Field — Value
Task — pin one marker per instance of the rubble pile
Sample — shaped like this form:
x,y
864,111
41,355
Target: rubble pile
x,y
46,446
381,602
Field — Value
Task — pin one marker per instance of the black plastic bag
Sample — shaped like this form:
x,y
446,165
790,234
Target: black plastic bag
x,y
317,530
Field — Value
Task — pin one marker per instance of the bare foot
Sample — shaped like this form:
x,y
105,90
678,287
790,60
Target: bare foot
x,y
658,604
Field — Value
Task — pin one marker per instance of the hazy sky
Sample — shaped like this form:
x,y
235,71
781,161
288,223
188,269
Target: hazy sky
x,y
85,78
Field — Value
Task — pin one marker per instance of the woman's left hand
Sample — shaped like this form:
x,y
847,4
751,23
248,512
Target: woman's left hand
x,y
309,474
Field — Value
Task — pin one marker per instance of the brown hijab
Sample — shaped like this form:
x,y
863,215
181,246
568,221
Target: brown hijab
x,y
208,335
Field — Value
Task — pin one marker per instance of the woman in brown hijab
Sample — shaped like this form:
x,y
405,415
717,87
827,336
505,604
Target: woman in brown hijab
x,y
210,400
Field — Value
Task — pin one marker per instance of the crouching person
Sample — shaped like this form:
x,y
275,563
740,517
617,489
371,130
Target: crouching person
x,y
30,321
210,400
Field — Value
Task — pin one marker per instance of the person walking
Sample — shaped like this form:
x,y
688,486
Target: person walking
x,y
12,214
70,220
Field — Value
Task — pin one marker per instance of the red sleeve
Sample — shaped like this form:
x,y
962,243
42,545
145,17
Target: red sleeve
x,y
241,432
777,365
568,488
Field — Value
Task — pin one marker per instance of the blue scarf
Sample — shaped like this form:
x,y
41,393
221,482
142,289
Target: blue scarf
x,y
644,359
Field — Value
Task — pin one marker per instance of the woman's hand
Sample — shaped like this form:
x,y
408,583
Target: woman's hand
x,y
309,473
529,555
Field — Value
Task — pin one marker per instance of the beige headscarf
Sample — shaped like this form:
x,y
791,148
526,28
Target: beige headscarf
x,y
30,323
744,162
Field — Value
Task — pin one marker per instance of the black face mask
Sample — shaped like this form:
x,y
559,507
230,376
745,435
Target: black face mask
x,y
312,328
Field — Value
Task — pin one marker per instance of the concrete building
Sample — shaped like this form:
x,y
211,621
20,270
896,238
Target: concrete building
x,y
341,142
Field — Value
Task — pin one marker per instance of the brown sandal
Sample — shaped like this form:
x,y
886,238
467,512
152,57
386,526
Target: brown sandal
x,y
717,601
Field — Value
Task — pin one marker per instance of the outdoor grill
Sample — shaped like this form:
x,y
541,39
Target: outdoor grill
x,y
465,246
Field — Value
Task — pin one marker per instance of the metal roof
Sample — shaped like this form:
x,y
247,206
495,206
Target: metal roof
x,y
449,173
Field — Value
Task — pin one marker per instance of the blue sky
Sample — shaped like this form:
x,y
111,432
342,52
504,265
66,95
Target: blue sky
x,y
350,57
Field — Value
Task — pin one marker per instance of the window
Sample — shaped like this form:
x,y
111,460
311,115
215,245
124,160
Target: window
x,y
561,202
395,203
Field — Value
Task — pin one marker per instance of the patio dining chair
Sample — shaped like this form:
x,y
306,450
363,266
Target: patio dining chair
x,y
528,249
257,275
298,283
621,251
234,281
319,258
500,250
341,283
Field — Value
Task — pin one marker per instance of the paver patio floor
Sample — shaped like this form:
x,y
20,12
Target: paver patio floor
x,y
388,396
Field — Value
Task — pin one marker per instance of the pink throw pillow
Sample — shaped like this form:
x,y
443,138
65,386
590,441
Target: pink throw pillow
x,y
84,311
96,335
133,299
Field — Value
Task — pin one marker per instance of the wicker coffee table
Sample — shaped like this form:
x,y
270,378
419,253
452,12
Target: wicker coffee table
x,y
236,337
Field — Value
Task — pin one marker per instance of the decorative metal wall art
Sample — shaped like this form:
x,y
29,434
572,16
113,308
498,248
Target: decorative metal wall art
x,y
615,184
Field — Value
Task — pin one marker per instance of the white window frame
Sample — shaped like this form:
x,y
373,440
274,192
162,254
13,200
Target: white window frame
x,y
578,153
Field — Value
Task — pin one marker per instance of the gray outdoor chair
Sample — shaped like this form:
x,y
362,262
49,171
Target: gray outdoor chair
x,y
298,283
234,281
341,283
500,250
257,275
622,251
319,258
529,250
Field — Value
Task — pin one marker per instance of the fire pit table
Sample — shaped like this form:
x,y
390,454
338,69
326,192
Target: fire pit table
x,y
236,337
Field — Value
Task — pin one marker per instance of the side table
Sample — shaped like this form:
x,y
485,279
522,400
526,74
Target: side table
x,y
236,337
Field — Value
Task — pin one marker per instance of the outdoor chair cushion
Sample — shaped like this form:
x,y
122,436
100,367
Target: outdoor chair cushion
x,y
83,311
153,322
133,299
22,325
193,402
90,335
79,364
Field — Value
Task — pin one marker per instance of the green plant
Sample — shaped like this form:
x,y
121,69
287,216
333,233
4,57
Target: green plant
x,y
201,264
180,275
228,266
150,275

..........

### REQUIRED WORK
Extract every line of the material that contains the string "grill", matching case exactly.

### THE REPLY
Task — pin one marker per instance of the outdoor grill
Target: outdoor grill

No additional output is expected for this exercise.